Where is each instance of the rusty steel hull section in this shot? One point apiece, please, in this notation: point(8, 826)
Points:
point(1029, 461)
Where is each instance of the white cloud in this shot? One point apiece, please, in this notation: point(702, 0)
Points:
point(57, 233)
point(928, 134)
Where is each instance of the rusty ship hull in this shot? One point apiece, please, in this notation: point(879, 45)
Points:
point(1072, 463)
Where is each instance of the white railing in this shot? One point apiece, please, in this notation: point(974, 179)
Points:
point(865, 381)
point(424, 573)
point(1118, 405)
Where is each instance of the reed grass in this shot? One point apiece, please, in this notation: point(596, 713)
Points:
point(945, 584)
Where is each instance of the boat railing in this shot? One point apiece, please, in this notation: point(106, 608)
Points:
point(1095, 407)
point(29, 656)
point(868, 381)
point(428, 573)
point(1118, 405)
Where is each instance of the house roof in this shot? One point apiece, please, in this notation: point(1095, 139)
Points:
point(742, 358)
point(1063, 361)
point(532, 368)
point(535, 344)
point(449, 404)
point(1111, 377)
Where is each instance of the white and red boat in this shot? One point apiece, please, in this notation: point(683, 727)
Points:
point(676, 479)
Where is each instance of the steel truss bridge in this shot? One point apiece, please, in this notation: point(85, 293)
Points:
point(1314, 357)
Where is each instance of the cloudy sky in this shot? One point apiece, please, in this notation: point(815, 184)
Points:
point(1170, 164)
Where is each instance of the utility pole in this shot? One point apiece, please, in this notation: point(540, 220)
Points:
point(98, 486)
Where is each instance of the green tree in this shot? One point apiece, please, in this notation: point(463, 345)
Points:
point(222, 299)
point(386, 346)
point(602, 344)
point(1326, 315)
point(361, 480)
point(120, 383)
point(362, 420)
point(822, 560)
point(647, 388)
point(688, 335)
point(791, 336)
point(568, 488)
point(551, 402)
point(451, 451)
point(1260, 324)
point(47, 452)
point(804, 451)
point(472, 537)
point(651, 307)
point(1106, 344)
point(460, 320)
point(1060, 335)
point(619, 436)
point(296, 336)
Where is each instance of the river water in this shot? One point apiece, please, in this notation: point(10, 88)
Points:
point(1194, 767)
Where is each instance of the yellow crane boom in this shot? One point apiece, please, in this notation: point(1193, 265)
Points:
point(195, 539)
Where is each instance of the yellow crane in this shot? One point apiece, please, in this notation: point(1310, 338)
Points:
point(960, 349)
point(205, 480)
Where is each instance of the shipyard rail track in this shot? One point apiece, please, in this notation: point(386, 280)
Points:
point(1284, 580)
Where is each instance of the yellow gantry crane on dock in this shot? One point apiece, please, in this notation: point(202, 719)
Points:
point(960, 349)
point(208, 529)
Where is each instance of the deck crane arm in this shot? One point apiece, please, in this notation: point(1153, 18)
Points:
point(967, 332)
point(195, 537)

::::::::

## Task to carry out
Render every line of the records above as a two-column Markdown table headed Row and Line, numbering the rows and omitting blank lines.

## Result below
| Row | Line |
|---|---|
| 1 | Where is each instance of the rusty steel hull section in this shot? One point apiece, please, in this notation: point(8, 826) |
| 2 | Points: |
| 3 | point(1029, 461) |
| 4 | Where is each instance of the white cloud in this shot? One point apiece, please, in this notation: point(702, 0) |
| 5 | Points: |
| 6 | point(57, 233) |
| 7 | point(928, 134) |
| 8 | Where is each instance of the rusty ship hull in this shot? One point apiece, please, in this notation: point(879, 45) |
| 9 | Points: |
| 10 | point(1072, 463) |
| 11 | Where is each instance of the white railing in this shot? One point apiece, please, in this notation: point(974, 179) |
| 12 | Points: |
| 13 | point(865, 381) |
| 14 | point(424, 573) |
| 15 | point(1118, 405) |
| 16 | Where is each instance of the reed grass in this shot? One point apiece, please, in this notation: point(596, 713) |
| 17 | Points: |
| 18 | point(945, 584) |
| 19 | Where is each instance of the boat railing in this shot? One point apiece, please, in this notation: point(106, 608) |
| 20 | Points: |
| 21 | point(1095, 407) |
| 22 | point(29, 656) |
| 23 | point(868, 381) |
| 24 | point(428, 573) |
| 25 | point(1118, 405) |
| 26 | Where is each instance of the house roof in this shot? One point apiece, please, in this notation: point(1095, 139) |
| 27 | Points: |
| 28 | point(742, 358) |
| 29 | point(1063, 361) |
| 30 | point(532, 368) |
| 31 | point(535, 344) |
| 32 | point(449, 404) |
| 33 | point(1111, 377) |
| 34 | Where is each instance of the white and red boat in this shot? One point apiece, please, in this notation: point(683, 727) |
| 35 | Points: |
| 36 | point(676, 479) |
| 37 | Where is each instance of the steel truss bridge in this shot? One point apiece, please, in this notation: point(85, 293) |
| 38 | Points: |
| 39 | point(1314, 357) |
| 40 | Where is each instance of the cloudy sky in this shot? One point apiece, please, in this notation: point(815, 184) |
| 41 | Points: |
| 42 | point(1170, 164) |
| 43 | Where is each instance of the utility pole in this shot? One point apiece, please, in this notation: point(540, 220) |
| 44 | Points: |
| 45 | point(98, 486) |
| 46 | Where is each instance of the green tree in this shot? One point apiece, please, in this notation: point(463, 345) |
| 47 | Points: |
| 48 | point(222, 299) |
| 49 | point(386, 346) |
| 50 | point(602, 344) |
| 51 | point(1326, 315) |
| 52 | point(361, 480) |
| 53 | point(120, 383) |
| 54 | point(362, 420) |
| 55 | point(822, 560) |
| 56 | point(647, 388) |
| 57 | point(688, 335) |
| 58 | point(791, 336) |
| 59 | point(568, 488) |
| 60 | point(551, 402) |
| 61 | point(451, 451) |
| 62 | point(1260, 324) |
| 63 | point(47, 452) |
| 64 | point(804, 451) |
| 65 | point(472, 537) |
| 66 | point(651, 307) |
| 67 | point(1106, 344) |
| 68 | point(460, 320) |
| 69 | point(1060, 335) |
| 70 | point(619, 436) |
| 71 | point(296, 336) |
| 72 | Where is each instance of the river water in this shot? One point apiece, please, in this notation: point(10, 88) |
| 73 | Points: |
| 74 | point(1194, 767) |
| 75 | Where is each instance of the yellow crane boom in this shot? One point apiece, please, in this notation: point(1193, 265) |
| 76 | Points: |
| 77 | point(195, 539) |
| 78 | Where is each instance of the yellow crane in this shot? One point apiece, please, in this notation: point(1310, 338) |
| 79 | Points: |
| 80 | point(960, 349) |
| 81 | point(205, 480) |
| 82 | Where is each instance of the shipyard rail track in this shot? One point apiece, please, in this notation: point(386, 280) |
| 83 | Points: |
| 84 | point(1284, 580) |
| 85 | Where is each instance of the yellow gantry crane on dock in this shot? One point apiece, please, in this notation: point(202, 719) |
| 86 | Points: |
| 87 | point(960, 349) |
| 88 | point(208, 529) |
| 89 | Where is each instance of the deck crane arm in this shot? One point apiece, please, in this notation: point(1153, 18) |
| 90 | Points: |
| 91 | point(967, 332) |
| 92 | point(195, 537) |